== DATA FOR PROCESSING

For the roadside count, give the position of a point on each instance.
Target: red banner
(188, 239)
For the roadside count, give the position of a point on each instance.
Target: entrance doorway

====

INSTRUCTIONS FOR THE TASK: Print all of the data exactly as it stands above.

ANSWER BOX:
For the roadside count, give the position of a point on each instance.
Target: red banner
(188, 239)
For the roadside count, give the position of a point on each instance.
Target: entrance doorway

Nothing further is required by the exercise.